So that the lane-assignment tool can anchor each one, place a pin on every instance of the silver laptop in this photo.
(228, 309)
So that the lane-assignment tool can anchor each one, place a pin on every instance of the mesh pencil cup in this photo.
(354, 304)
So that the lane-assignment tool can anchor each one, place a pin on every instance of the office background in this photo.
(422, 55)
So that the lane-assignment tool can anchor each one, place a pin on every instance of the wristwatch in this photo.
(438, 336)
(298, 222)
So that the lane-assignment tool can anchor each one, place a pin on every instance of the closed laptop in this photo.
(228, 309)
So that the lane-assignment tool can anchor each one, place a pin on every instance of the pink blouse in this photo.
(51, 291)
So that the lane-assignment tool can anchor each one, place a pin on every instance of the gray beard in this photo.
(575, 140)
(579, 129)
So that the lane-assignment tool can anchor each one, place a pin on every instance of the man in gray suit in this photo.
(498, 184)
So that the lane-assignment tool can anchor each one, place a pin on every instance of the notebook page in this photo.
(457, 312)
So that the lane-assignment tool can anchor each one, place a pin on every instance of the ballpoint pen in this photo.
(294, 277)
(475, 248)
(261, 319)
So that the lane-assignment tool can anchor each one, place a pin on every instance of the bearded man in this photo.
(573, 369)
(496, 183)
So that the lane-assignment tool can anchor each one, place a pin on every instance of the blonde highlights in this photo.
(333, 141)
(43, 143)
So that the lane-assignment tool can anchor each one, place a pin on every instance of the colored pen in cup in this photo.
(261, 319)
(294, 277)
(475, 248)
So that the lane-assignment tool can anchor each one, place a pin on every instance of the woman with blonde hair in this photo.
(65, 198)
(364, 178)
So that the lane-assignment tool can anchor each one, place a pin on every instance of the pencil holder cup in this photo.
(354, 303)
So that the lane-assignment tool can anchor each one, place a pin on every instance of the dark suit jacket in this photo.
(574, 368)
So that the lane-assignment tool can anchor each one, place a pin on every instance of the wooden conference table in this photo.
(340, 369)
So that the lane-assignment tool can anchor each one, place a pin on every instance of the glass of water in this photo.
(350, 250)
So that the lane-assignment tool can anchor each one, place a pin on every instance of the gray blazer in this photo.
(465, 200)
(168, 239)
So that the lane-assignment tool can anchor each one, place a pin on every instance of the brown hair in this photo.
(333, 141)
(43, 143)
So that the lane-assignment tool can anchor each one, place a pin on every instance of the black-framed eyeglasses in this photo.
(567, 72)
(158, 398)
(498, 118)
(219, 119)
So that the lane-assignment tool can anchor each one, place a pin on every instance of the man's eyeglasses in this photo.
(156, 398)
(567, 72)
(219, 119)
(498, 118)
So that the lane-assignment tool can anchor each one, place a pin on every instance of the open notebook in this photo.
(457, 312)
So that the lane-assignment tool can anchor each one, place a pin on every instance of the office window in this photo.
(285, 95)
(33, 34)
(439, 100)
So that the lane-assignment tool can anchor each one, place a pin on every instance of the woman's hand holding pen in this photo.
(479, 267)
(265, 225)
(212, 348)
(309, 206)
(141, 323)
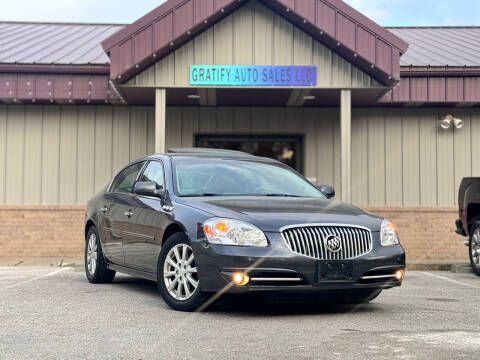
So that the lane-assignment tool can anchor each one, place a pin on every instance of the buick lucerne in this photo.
(203, 221)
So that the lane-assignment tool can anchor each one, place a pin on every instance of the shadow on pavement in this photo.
(257, 304)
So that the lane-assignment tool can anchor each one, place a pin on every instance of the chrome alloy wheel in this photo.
(92, 254)
(180, 272)
(475, 248)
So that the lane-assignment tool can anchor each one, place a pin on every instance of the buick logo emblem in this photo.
(333, 243)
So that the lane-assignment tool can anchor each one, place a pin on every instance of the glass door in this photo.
(285, 148)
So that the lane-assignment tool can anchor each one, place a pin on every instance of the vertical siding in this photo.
(376, 157)
(445, 166)
(394, 154)
(15, 155)
(428, 161)
(33, 156)
(121, 138)
(68, 155)
(89, 145)
(103, 145)
(360, 156)
(63, 154)
(318, 126)
(52, 155)
(254, 35)
(3, 151)
(411, 166)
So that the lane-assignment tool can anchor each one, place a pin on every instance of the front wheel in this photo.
(95, 266)
(474, 247)
(177, 276)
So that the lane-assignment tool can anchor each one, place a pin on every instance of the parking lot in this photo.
(49, 312)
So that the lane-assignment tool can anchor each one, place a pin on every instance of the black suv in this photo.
(203, 221)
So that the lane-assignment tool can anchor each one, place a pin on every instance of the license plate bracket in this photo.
(335, 270)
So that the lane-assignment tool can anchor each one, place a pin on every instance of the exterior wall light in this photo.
(448, 120)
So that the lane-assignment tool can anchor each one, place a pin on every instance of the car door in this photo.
(143, 237)
(115, 209)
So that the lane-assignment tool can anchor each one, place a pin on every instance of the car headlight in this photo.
(233, 232)
(388, 234)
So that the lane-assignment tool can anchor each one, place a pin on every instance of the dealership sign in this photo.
(253, 75)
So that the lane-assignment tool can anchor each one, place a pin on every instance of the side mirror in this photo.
(149, 188)
(327, 190)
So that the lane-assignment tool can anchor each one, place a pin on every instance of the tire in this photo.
(179, 286)
(359, 296)
(95, 264)
(474, 247)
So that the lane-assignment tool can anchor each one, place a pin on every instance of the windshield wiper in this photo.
(202, 195)
(282, 195)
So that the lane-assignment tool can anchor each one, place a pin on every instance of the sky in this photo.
(384, 12)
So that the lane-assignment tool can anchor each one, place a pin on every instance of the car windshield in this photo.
(233, 177)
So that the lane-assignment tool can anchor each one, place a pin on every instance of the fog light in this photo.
(240, 279)
(399, 274)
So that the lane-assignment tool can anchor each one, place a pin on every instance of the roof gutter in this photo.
(103, 69)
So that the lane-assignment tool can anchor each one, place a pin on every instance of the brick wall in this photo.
(57, 231)
(41, 231)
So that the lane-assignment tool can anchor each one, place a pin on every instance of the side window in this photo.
(153, 172)
(124, 181)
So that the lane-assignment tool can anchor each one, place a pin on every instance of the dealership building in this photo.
(313, 83)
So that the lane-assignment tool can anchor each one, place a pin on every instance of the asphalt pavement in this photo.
(54, 313)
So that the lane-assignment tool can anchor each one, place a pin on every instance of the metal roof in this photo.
(440, 46)
(80, 44)
(54, 43)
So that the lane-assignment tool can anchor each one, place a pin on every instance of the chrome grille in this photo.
(310, 240)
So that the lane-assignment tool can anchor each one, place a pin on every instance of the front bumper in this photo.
(216, 264)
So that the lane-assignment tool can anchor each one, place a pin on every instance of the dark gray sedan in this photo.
(200, 222)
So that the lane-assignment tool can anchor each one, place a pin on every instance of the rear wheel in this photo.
(95, 266)
(177, 276)
(474, 247)
(359, 296)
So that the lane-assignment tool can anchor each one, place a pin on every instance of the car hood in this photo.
(273, 213)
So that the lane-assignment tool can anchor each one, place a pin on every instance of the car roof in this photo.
(203, 153)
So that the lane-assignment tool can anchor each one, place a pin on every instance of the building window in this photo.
(285, 148)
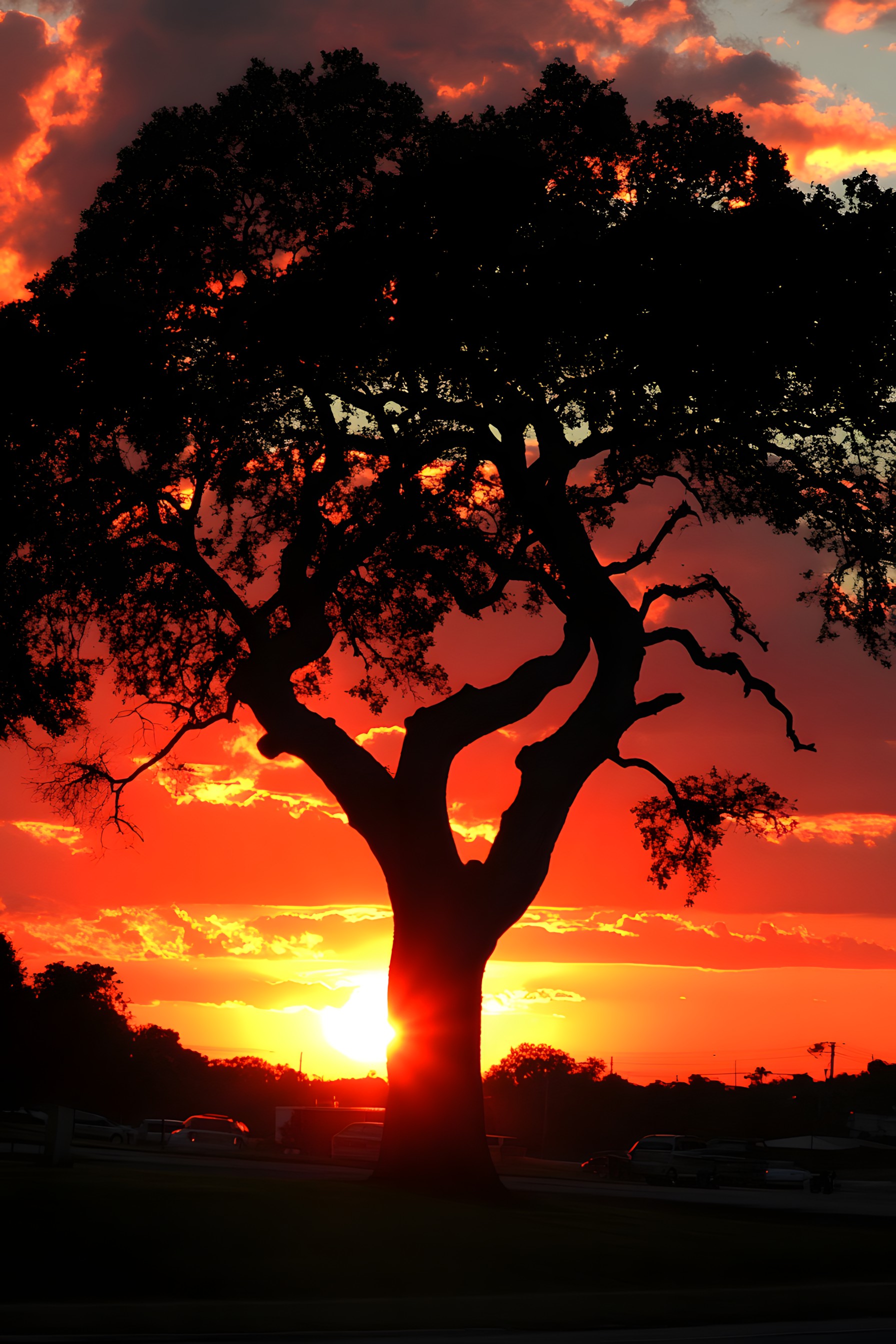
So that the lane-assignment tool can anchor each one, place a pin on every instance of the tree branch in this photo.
(732, 666)
(740, 618)
(645, 554)
(363, 788)
(476, 712)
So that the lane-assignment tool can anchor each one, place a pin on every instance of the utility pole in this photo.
(820, 1048)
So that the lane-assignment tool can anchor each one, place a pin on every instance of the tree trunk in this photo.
(434, 1138)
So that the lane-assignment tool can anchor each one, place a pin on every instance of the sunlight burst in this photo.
(360, 1028)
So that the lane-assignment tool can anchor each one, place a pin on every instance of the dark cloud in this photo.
(156, 53)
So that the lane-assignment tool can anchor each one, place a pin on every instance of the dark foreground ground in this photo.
(114, 1250)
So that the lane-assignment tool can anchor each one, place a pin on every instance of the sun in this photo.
(360, 1028)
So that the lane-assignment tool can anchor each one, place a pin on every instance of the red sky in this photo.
(250, 910)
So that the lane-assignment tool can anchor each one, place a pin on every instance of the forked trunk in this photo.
(434, 1136)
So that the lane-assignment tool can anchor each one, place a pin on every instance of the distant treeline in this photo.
(66, 1036)
(568, 1109)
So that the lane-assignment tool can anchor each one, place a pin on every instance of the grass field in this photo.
(96, 1234)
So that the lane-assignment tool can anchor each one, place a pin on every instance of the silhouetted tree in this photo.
(527, 1061)
(319, 372)
(16, 1024)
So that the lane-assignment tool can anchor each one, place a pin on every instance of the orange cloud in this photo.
(707, 48)
(522, 1000)
(842, 828)
(662, 938)
(856, 15)
(45, 832)
(634, 30)
(821, 143)
(65, 97)
(222, 786)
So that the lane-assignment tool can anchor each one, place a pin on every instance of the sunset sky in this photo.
(250, 917)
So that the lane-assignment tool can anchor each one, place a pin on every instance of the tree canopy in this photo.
(320, 370)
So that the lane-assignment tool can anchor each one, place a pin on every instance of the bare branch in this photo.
(452, 725)
(80, 786)
(640, 764)
(732, 666)
(645, 554)
(740, 618)
(646, 708)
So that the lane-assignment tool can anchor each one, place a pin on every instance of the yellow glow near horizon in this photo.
(360, 1028)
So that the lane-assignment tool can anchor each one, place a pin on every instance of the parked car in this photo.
(788, 1178)
(158, 1130)
(89, 1126)
(210, 1135)
(608, 1166)
(504, 1146)
(666, 1159)
(363, 1139)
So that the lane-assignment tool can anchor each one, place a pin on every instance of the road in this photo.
(776, 1332)
(852, 1200)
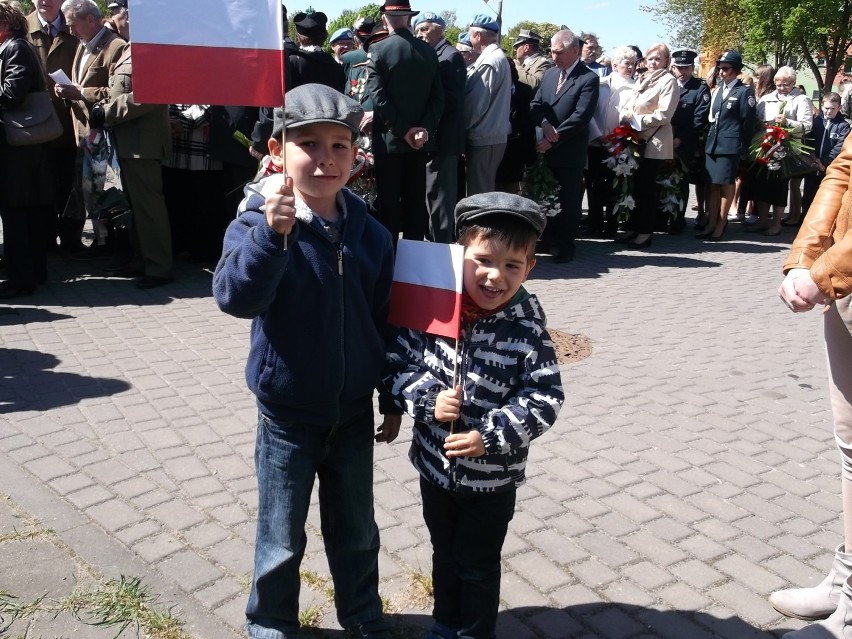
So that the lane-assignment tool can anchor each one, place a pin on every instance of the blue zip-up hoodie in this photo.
(319, 309)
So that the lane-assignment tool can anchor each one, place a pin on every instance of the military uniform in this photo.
(689, 126)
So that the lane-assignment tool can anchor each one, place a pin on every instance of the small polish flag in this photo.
(427, 287)
(226, 52)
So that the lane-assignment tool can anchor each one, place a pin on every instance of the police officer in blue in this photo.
(689, 125)
(732, 117)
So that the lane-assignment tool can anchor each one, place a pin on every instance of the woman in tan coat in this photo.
(819, 273)
(650, 111)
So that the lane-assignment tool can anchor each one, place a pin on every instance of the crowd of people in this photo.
(442, 121)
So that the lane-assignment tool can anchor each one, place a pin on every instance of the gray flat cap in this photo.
(473, 210)
(312, 103)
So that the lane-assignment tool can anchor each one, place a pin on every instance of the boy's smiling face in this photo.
(493, 271)
(319, 158)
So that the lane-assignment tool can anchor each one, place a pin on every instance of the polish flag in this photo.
(427, 287)
(225, 52)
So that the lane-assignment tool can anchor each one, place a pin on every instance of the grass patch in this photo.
(117, 603)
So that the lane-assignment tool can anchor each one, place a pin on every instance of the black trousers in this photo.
(562, 229)
(401, 189)
(467, 533)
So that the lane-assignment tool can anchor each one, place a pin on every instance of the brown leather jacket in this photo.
(824, 243)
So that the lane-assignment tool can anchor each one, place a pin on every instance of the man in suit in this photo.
(143, 142)
(442, 167)
(487, 106)
(562, 108)
(529, 61)
(56, 47)
(405, 85)
(689, 126)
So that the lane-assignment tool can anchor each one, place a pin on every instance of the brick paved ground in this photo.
(690, 473)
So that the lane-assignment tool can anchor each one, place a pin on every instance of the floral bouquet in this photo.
(624, 147)
(777, 151)
(541, 187)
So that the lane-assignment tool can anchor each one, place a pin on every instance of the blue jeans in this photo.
(288, 456)
(467, 533)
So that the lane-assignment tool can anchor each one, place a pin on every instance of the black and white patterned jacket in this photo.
(512, 394)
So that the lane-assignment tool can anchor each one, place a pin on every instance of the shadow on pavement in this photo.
(618, 620)
(28, 383)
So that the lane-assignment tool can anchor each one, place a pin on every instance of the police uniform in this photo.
(689, 127)
(732, 116)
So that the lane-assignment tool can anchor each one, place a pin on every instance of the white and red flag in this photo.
(427, 287)
(225, 52)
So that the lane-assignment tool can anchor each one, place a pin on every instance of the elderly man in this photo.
(488, 95)
(442, 167)
(562, 108)
(529, 61)
(97, 54)
(56, 47)
(341, 41)
(408, 100)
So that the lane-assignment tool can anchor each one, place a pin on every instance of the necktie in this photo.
(562, 77)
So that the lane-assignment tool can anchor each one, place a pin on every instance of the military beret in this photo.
(684, 58)
(341, 34)
(474, 209)
(526, 35)
(364, 26)
(483, 21)
(310, 24)
(429, 16)
(313, 103)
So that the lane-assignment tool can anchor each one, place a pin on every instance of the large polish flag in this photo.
(225, 52)
(427, 287)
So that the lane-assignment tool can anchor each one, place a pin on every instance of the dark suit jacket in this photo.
(570, 112)
(731, 133)
(689, 122)
(404, 82)
(58, 54)
(450, 138)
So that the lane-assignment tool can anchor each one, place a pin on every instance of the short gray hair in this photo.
(81, 9)
(566, 37)
(619, 54)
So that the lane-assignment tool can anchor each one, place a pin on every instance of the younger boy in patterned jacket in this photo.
(471, 436)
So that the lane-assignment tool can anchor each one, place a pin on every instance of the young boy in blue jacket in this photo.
(313, 271)
(471, 436)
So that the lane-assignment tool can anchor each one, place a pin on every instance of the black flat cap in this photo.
(313, 103)
(474, 209)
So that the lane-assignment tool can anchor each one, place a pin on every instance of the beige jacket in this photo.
(652, 105)
(824, 243)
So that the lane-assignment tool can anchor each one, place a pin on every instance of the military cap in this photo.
(397, 8)
(429, 16)
(524, 36)
(313, 103)
(341, 34)
(483, 21)
(474, 209)
(310, 23)
(684, 58)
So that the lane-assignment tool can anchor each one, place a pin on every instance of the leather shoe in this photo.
(564, 255)
(152, 281)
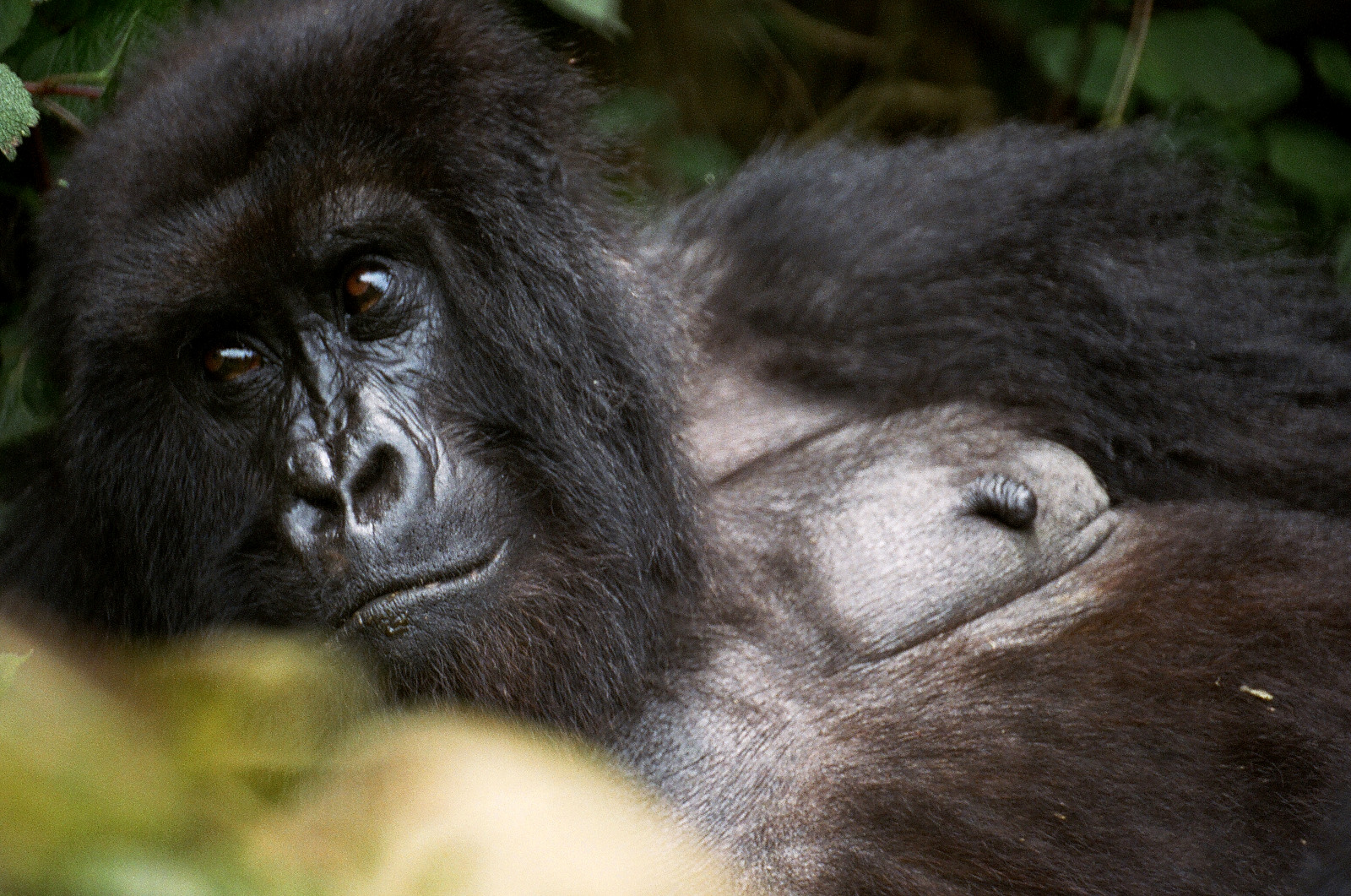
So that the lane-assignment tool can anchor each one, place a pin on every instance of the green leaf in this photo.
(1332, 62)
(1314, 161)
(95, 46)
(1209, 58)
(10, 664)
(14, 18)
(26, 398)
(634, 112)
(17, 112)
(1231, 141)
(1055, 51)
(598, 15)
(699, 160)
(1343, 257)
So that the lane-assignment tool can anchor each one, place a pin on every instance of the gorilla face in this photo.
(331, 365)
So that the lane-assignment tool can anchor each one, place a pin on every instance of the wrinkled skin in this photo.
(916, 520)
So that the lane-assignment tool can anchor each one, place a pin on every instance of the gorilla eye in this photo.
(364, 287)
(227, 358)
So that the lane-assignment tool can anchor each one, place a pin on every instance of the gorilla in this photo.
(958, 518)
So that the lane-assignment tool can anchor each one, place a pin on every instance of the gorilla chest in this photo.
(878, 535)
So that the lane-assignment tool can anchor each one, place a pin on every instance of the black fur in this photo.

###

Work required: Substitute "routing tool" for "lane-assignment tool" in the material, starting at the line that has "metal roof in this photo." and stopping after the line that has "(434, 1138)", and leave everything else the same. Give only those lines back, without the pictures.

Worked solution:
So that the routing tool can anchor each one, place a pin on every instance of the metal roof in this photo.
(440, 46)
(80, 44)
(54, 43)
So that the routing tool can anchor each one, place a pin on every instance of the chrome grille in this photo.
(310, 240)
So that the routing tool can anchor each one, place a pin on every instance of the front bumper in this photo.
(216, 264)
So that the routing tool can anchor each one, place a pin on every instance of the dark gray sedan in this photo.
(200, 222)
So that the routing tool can anchor each one, place a pin on every instance of the rear wheel in this photo.
(95, 266)
(177, 276)
(474, 247)
(359, 296)
So that the routing tool can anchor each one, place a pin on every instance of the car hood in this photo.
(273, 213)
So that the routing tool can anchor each one, place a pin on every instance of the car roof in this photo.
(203, 153)
So that the routing tool can anchor each one, place a pin on every instance of the building window in this photo.
(285, 148)
So that the routing tool can anchor each one, place a pin on every instance of the tree branch in this photo.
(732, 666)
(740, 618)
(645, 554)
(363, 788)
(476, 712)
So that the routing tool can anchor each one, place a pin on every instance of the utility pole in this photo.
(820, 1048)
So that the routing tool can anchor each one, place a pin on every instance of the tree trunk in this photo.
(434, 1138)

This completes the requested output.